▸ **PROBLEM SET**:
1. Answer these questions from the article on Jeff Sessions' letter about medical marijuana:
(a) What date does the letter bear?
(b) In what year was the Rohrabacher-Farr amendment passed?
(c) Which Colorado agency granted licenses to several members of the alleged conspiracy?
2. Rewrite the article on Jeff Sessions' letter from "The case Sessions" up to and including "interstate marijuana trafficking.", replacing "Drug Enforcement Administration" with "DEA".

[TEXT FOR ANALYSIS — start]

Courtesy of Gage Skidmore

In a previously undisclosed letter sent last month, Attorney General Jeff Sessions asked lawmakers not to renew a rider that blocks the Justice Department from interfering with the implementation of state-level medical marijuana laws.

"I believe it would be unwise for Congress to restrict the discretion of the Department to fund particular prosecutions," Sessions wrote, "particularly in the midst of an historic drug epidemic and potentially long-term uptick in violent crime. The Department must be in a position to use all laws available to combat the transnational drug organizations and dangerous drug traffickers who threaten American lives."

The letter—dated May 1, 2017, and addressed to Sens. Mitch McConnell and Charles Schumer and Reps. Paul Ryan and Nancy Pelosi—was obtained by Massroots.com's Tom Angell. It specifically asks that Congress not renew the Rohrabacher-Farr amendment, passed in 2014. Barack Obama's Justice Department challenged the amendment last year, and it lost in the 9th Circuit Court of Appeals. That means if Sessions wants to go after medical marijuana, he'll need Congress to remove Rohrabacher-Farr from the next appropriations bill.

Congress should tell him to get lost. As the Washington Post's Christopher Ingraham writes, emerging evidence suggest that state-legal medical marijuana reduces the use of opioids. Meanwhile, the one example Sessions cites of traffickers taking advantage of state law actually undermines the idea that his department needs more power.

The case Sessions mentions in his letter involves a group of Colorado residents who allegedly grew pot off the books in order to sell it in states where marijuana is not yet legal. Several members of the alleged conspiracy were able to obtain licenses from the Colorado Marijuana Enforcement Division. Yet they're accused of violating Colorado law, which prohibits the transportation of cannabis products across state lines. This is why Colorado's Marijuana Enforcement Division is working with the Drug Enforcement Administration to investigate the group: Neither agency condones interstate marijuana trafficking.

Sessions seems to think that because several of the alleged conspirators were able to get pot licenses before they allegedly broke state law, the Justice Department needs a blank check to wreak havoc in medical marijuana states. That's one clumsy bait-and-switch.

It's also in keeping with Sessions' ratcheting-up of the federal war on everything. He's instructed federal prosecutors to seek the maximum penalty against non-violent, low level drug offenders; attempted to enlist local police for federal immigration enforcement, and is seeking to erode online privacy protections in the name of freeing modern slaves.

[TEXT FOR ANALYSIS — finish]
[RECORDED INFORMATION — start]

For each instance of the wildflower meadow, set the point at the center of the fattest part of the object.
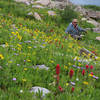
(26, 43)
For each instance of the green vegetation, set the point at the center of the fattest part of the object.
(28, 42)
(93, 7)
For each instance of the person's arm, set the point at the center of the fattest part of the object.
(68, 29)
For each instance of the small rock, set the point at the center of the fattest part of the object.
(36, 89)
(41, 67)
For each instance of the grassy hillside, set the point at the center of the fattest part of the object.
(28, 42)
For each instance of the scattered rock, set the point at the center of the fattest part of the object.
(51, 13)
(37, 16)
(37, 89)
(98, 38)
(41, 67)
(37, 6)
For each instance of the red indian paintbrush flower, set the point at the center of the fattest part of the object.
(91, 67)
(71, 73)
(60, 89)
(72, 89)
(83, 72)
(87, 66)
(57, 69)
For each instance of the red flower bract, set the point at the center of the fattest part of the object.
(83, 72)
(91, 67)
(60, 88)
(87, 66)
(71, 73)
(57, 69)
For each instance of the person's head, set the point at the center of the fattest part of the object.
(74, 22)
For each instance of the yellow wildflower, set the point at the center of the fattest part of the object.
(69, 64)
(28, 60)
(91, 75)
(13, 33)
(7, 44)
(98, 58)
(9, 62)
(19, 37)
(19, 45)
(52, 61)
(86, 83)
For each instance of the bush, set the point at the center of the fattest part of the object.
(68, 14)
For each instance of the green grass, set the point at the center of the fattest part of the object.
(93, 7)
(48, 46)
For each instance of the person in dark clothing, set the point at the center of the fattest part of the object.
(74, 30)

[RECORDED INFORMATION — finish]

▸ **PROBLEM SOLUTIONS**:
1.
(a) May 1, 2017
(b) 2014
(c) The Colorado Marijuana Enforcement Division

2.
The case Sessions mentions in his letter involves a group of Colorado residents who allegedly grew pot off the books in order to sell it in states where marijuana is not yet legal. Several members of the alleged conspiracy were able to obtain licenses from the Colorado Marijuana Enforcement Division. Yet they're accused of violating Colorado law, which prohibits the transportation of cannabis products across state lines. This is why Colorado's Marijuana Enforcement Division is working with the DEA to investigate the group: Neither agency condones interstate marijuana trafficking.